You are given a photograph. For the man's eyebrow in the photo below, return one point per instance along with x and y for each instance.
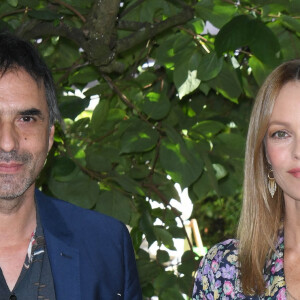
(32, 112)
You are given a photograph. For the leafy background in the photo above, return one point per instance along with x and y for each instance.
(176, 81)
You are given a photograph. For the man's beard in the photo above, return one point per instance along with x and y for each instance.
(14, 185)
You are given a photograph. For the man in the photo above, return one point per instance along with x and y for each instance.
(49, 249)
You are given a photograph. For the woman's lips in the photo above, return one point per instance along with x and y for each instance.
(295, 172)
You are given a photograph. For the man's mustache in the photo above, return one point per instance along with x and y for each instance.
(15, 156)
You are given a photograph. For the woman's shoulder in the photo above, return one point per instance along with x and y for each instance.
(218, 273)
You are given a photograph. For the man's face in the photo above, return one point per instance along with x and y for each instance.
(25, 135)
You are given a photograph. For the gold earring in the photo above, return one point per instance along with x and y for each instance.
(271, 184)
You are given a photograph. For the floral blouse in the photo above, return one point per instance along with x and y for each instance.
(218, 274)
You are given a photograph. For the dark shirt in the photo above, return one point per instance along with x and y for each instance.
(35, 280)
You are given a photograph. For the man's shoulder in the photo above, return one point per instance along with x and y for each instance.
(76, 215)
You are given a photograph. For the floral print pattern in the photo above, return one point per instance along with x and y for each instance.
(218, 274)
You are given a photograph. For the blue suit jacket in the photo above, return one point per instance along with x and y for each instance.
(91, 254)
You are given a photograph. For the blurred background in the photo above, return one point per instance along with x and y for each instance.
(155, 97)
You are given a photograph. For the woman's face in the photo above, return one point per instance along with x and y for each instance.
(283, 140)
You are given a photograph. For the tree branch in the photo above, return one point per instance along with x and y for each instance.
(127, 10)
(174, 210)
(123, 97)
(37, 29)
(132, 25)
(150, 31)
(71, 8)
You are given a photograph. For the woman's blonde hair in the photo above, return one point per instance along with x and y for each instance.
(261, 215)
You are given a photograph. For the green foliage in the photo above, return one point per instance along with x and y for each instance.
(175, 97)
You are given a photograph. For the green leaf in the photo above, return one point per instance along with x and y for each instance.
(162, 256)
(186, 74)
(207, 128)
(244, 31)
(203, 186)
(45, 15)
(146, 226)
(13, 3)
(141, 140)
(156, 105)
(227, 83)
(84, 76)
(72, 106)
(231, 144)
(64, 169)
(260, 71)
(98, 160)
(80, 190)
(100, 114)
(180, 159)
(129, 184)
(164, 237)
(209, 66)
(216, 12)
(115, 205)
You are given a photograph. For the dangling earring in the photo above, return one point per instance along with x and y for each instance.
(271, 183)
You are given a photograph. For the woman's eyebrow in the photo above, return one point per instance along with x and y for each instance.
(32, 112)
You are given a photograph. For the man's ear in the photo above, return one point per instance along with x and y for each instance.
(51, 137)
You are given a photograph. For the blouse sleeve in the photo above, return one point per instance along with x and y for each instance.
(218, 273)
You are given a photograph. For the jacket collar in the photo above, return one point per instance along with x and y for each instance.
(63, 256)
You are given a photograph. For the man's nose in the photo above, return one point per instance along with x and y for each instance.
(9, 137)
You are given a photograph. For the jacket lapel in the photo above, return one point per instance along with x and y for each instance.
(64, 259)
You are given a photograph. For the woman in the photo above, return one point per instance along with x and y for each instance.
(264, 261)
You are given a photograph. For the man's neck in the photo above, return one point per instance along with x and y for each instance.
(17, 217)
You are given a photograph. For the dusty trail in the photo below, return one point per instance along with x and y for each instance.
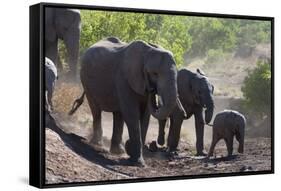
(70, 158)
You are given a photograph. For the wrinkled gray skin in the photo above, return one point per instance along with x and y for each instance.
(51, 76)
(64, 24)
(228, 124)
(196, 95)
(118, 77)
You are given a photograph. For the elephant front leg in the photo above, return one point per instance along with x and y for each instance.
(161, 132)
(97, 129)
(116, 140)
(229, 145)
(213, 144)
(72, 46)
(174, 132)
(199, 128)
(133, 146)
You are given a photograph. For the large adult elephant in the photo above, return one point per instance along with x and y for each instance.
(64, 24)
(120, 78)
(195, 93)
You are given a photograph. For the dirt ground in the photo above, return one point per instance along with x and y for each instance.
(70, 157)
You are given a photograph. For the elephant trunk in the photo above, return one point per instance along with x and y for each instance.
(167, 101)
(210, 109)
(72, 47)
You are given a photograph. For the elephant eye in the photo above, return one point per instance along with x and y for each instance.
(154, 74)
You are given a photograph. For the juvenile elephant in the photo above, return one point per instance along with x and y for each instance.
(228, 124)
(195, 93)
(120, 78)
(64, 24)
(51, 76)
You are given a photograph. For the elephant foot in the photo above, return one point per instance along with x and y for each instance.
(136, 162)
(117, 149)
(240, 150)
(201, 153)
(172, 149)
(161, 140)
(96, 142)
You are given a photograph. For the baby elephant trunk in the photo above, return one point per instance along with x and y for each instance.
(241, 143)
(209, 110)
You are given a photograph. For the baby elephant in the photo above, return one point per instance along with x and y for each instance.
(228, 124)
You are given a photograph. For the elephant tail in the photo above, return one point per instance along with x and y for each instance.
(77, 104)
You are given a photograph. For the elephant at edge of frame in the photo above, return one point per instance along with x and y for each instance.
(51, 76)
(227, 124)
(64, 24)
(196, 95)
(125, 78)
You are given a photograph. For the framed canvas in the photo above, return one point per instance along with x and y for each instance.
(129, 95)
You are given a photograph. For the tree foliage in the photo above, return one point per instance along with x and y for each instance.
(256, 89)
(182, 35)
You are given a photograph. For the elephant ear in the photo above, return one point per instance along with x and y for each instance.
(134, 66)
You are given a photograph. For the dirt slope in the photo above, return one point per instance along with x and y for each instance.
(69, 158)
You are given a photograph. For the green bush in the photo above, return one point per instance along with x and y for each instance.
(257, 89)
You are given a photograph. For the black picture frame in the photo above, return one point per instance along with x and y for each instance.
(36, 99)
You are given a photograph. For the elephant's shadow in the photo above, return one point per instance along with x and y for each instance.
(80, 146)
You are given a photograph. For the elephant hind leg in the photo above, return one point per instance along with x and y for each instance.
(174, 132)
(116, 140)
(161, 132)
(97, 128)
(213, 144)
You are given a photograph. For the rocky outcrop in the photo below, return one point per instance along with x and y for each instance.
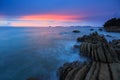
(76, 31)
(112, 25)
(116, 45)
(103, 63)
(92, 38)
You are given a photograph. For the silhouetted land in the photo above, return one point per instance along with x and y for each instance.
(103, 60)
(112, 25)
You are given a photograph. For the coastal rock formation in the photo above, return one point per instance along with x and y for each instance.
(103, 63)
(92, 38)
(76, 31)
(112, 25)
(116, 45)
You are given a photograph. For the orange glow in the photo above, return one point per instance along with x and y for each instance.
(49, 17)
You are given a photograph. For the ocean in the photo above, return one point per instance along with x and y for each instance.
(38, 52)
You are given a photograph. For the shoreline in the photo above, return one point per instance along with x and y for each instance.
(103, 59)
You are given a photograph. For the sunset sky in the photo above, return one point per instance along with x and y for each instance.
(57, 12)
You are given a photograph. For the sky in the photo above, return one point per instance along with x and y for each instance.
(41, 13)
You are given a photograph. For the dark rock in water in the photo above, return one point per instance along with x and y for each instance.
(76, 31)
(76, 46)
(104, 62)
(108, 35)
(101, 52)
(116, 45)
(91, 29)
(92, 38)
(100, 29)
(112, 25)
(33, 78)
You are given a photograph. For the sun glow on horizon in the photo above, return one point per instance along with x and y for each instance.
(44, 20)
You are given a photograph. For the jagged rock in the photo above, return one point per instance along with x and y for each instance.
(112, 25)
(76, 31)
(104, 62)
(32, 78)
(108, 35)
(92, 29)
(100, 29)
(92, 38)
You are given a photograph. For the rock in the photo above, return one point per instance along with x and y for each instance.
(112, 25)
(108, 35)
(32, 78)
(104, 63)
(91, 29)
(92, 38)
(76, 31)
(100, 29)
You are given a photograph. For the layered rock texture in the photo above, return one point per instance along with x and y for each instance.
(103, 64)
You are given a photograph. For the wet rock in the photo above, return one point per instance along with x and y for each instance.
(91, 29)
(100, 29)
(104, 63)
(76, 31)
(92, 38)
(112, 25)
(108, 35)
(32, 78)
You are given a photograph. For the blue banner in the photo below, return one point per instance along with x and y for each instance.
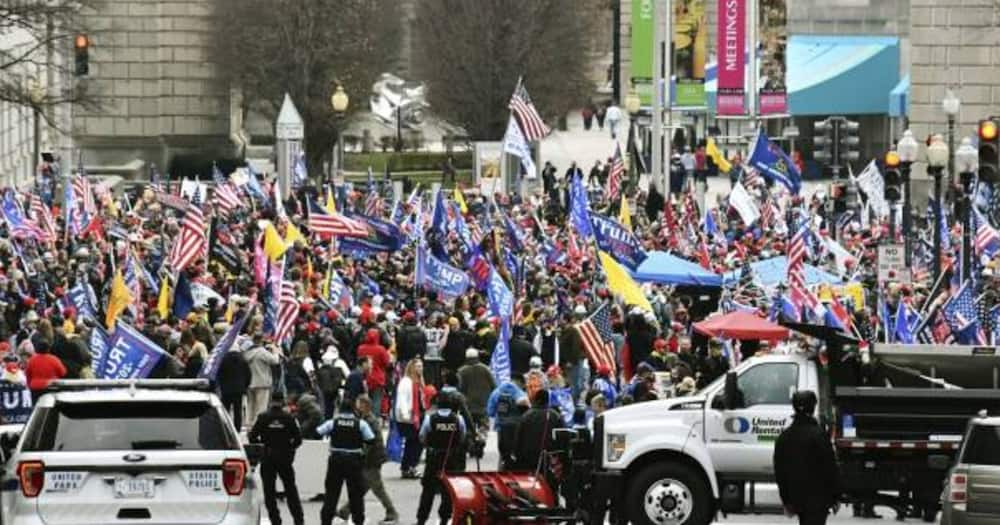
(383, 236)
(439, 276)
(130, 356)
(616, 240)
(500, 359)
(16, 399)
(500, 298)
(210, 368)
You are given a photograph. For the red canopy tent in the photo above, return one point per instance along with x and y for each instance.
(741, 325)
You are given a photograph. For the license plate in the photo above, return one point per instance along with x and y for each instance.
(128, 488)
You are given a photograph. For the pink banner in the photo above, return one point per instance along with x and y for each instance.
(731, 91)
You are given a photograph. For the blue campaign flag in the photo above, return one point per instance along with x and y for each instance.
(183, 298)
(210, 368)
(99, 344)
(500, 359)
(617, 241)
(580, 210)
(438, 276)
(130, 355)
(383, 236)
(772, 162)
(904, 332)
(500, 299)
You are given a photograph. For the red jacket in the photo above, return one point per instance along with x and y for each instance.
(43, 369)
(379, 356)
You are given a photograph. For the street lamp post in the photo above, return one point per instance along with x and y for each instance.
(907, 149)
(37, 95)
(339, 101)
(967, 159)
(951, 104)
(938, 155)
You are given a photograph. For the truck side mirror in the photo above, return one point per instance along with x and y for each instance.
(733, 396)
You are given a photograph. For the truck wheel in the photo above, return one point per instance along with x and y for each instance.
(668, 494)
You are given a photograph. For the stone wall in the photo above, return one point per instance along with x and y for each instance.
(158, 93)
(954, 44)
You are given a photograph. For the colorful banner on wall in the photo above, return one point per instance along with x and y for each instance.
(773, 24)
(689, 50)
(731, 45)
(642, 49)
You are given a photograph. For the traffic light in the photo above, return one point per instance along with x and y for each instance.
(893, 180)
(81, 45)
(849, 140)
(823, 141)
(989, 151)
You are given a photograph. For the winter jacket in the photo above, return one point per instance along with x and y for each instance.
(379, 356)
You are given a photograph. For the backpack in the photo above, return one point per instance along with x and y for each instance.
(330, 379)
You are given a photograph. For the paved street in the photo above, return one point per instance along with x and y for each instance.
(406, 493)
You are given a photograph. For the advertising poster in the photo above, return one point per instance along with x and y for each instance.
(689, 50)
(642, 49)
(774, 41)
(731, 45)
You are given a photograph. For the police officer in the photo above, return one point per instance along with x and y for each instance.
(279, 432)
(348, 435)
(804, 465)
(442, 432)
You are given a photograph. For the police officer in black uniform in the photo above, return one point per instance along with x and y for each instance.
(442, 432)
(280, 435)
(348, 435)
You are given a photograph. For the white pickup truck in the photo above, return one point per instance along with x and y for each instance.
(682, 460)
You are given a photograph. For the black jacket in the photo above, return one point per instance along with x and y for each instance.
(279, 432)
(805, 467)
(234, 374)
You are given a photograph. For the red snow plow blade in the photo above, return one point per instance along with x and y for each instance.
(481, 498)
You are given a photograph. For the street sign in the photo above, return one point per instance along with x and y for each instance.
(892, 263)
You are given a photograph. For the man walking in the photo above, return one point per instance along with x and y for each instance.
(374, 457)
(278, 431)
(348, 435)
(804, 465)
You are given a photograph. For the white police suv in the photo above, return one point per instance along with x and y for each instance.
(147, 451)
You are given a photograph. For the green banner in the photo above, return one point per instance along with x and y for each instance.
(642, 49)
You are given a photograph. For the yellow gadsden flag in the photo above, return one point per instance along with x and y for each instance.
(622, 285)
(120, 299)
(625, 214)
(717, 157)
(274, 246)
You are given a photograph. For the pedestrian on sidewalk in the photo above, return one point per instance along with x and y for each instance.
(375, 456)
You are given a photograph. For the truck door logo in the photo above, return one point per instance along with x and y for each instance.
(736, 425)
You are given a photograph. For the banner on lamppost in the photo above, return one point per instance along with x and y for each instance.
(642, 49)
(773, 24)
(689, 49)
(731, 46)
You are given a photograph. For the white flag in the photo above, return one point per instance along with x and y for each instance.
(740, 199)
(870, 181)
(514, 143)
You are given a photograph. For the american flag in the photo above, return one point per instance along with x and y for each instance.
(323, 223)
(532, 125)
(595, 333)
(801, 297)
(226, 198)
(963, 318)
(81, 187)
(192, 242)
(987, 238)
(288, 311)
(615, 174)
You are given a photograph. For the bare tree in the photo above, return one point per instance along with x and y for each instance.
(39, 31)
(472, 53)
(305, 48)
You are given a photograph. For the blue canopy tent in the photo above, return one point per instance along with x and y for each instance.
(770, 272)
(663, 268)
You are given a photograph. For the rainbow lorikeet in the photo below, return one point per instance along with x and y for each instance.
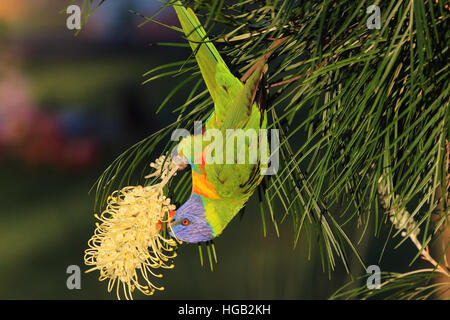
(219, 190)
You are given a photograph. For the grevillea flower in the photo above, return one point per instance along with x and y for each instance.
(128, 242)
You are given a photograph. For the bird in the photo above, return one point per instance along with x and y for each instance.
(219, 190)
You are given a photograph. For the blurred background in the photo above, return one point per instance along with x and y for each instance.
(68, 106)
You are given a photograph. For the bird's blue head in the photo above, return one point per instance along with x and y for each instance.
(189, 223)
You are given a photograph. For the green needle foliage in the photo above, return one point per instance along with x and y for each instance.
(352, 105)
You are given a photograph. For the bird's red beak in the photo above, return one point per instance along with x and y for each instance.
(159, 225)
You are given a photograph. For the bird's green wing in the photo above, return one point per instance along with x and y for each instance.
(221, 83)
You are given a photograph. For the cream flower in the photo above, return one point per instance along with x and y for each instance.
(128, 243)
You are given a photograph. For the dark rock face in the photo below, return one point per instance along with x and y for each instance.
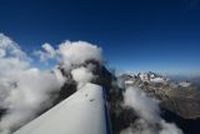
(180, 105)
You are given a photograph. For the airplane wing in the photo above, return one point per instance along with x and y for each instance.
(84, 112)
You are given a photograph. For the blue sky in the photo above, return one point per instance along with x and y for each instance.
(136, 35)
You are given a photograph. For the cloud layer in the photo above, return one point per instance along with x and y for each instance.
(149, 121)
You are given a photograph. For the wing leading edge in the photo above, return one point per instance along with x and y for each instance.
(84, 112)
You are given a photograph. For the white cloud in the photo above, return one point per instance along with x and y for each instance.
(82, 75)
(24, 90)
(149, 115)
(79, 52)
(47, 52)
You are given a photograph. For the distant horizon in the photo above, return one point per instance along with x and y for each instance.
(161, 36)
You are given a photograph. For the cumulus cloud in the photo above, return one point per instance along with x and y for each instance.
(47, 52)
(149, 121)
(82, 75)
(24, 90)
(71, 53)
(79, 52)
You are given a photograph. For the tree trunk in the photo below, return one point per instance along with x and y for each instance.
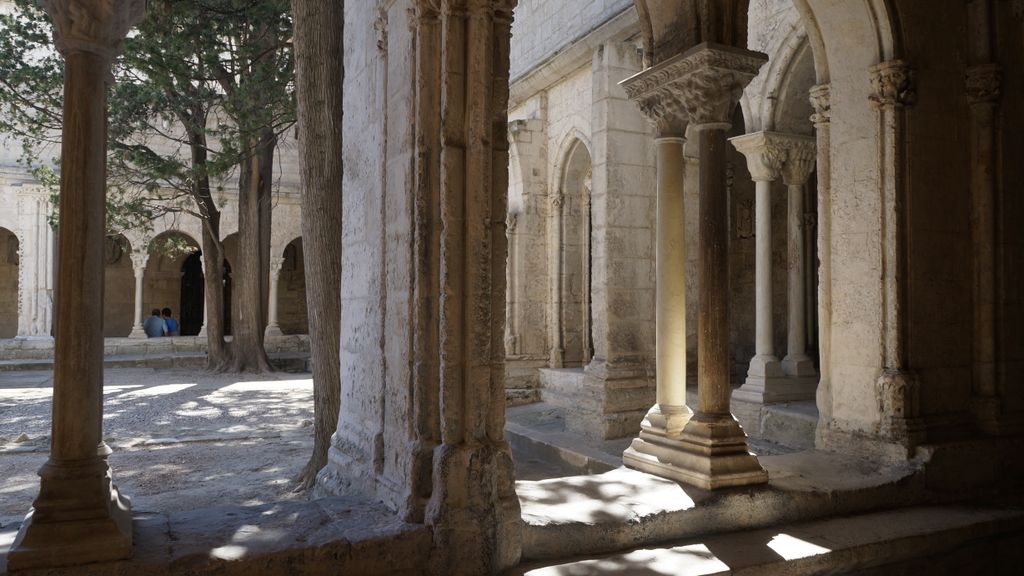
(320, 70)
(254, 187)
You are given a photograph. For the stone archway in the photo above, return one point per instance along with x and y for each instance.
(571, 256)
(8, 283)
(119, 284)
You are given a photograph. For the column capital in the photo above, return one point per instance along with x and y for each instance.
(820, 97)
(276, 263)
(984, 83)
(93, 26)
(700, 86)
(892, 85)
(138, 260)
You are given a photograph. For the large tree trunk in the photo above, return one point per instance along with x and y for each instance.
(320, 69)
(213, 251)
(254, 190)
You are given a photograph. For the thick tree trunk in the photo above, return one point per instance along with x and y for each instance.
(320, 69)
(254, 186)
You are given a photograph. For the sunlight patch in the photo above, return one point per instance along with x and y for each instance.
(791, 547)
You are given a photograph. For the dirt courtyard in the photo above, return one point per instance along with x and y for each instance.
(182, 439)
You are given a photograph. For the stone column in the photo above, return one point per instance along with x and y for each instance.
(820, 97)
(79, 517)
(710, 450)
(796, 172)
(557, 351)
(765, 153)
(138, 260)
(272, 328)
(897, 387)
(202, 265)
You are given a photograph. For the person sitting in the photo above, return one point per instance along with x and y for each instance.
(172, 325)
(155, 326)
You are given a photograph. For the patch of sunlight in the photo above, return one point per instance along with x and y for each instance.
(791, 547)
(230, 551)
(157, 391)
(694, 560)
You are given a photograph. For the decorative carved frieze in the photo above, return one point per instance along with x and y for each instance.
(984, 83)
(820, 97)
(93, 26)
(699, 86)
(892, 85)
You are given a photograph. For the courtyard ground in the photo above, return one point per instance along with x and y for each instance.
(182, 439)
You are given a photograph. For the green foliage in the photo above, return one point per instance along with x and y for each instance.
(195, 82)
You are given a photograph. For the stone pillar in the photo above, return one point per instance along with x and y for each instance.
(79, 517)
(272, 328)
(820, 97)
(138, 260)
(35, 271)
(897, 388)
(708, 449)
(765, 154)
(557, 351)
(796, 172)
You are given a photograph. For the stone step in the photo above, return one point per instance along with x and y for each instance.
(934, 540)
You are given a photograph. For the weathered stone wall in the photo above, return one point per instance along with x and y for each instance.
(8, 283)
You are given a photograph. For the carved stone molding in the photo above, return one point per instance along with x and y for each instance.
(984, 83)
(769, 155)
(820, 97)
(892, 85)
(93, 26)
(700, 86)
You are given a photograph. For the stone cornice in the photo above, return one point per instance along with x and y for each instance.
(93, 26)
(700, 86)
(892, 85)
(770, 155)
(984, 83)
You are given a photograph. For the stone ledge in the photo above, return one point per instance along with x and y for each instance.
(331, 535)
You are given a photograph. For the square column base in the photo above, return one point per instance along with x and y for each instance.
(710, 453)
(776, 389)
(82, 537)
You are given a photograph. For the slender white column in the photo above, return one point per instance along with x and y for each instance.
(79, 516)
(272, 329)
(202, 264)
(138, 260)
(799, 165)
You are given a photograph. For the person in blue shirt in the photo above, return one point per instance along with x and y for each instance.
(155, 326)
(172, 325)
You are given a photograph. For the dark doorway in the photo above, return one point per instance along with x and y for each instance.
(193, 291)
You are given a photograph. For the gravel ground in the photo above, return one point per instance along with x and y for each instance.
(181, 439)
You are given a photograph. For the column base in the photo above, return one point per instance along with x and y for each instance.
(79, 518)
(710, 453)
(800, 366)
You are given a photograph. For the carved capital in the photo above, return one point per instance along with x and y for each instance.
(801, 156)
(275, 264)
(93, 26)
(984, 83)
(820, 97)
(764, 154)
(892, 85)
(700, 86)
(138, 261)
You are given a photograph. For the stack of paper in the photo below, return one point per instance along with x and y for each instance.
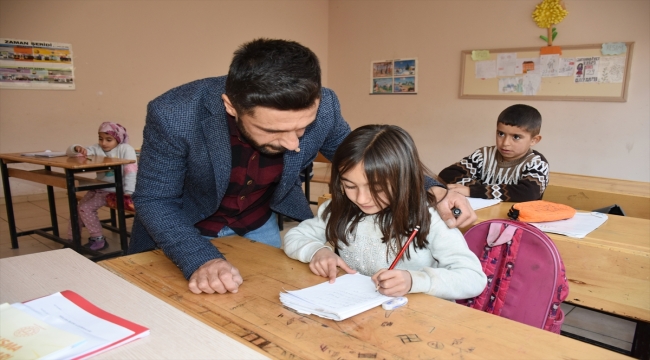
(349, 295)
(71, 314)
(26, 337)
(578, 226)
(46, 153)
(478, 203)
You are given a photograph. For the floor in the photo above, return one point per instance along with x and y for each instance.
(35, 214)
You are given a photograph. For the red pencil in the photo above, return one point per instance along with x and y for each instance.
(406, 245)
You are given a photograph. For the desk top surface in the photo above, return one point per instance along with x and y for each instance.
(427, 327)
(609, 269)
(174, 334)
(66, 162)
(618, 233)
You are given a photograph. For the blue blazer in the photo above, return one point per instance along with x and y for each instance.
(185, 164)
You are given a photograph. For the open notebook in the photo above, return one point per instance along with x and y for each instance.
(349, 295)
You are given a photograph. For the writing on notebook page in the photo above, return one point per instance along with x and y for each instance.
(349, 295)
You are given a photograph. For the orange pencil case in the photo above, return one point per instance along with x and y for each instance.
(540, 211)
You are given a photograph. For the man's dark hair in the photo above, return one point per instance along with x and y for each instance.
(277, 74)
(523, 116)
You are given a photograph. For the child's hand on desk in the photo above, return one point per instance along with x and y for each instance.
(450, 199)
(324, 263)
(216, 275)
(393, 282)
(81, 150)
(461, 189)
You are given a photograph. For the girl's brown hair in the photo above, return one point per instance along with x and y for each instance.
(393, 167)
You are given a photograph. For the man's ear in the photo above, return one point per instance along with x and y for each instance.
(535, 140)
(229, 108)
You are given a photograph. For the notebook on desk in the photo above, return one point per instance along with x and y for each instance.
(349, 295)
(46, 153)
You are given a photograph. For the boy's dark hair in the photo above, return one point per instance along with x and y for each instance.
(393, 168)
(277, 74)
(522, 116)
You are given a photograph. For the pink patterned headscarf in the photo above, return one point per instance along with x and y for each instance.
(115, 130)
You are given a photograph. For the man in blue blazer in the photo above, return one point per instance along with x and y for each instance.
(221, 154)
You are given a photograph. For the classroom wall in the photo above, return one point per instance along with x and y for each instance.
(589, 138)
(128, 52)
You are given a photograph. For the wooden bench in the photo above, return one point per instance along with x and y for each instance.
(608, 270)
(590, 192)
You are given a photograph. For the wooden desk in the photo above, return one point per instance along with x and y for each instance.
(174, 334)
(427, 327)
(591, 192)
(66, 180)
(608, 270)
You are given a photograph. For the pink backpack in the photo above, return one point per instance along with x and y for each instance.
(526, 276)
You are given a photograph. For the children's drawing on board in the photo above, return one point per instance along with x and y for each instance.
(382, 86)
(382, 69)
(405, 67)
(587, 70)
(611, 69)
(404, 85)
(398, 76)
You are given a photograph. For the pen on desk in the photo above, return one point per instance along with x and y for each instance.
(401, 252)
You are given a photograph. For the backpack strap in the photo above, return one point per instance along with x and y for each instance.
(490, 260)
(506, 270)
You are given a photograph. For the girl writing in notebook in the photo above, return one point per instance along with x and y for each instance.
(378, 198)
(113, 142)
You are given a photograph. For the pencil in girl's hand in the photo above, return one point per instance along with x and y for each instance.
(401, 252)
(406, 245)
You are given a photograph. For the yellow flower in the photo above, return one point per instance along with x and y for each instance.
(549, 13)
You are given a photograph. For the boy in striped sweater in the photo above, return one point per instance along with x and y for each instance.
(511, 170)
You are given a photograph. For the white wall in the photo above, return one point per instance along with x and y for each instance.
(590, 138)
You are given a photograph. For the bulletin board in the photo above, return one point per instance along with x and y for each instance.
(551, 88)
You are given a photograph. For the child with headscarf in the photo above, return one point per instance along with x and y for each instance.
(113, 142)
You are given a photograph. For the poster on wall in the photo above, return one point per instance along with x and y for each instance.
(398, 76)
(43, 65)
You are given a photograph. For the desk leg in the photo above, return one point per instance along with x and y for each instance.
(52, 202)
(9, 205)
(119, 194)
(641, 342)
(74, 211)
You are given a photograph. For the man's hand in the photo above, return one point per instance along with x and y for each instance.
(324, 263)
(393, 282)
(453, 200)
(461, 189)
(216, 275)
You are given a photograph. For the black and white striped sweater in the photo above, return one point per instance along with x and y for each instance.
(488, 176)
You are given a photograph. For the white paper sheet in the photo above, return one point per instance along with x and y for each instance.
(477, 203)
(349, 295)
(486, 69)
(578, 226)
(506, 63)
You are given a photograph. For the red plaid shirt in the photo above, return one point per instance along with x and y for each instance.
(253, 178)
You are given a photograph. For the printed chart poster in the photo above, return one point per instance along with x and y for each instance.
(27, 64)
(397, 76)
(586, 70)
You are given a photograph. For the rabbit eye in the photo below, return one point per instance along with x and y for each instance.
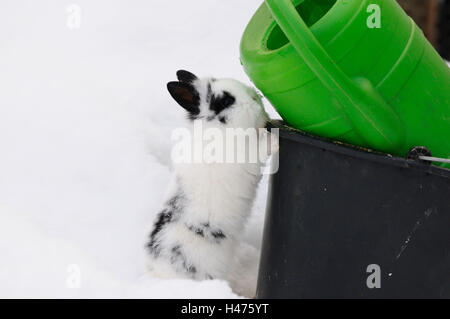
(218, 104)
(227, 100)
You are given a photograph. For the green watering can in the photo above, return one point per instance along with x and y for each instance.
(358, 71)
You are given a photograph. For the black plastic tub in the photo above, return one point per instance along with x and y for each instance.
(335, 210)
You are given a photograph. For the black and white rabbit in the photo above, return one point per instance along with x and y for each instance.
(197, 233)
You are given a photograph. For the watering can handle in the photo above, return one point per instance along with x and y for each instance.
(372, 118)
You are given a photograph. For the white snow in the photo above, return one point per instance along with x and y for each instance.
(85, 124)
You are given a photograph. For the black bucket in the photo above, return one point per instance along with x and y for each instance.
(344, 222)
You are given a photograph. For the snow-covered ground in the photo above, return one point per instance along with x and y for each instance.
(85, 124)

== WRITTEN INSTRUCTION ==
Output, unchanged, the lines from the line with "You are given a photograph. For the black and white rabbit" through the final line of the material.

== COMPLETED EXERCISE ==
You are given a photograph. For the black and white rabbit in the photo above, return one point per instance along with x and y for each instance.
(197, 233)
You are given a photograph. For the watering can handle in the photo above, return one point per instance along with x and y for each instance.
(372, 118)
You are given a photograph. For the white snow in the photo above, return one point per instance along with x and y for each instance.
(85, 124)
You are given a photograph. For the black bucket in the photo above, return one point per instance along with x and y for each instance.
(344, 222)
You are given a photograph. For the snow-covered ground in the photo above, return one point per instance along with x and y for each instance.
(85, 124)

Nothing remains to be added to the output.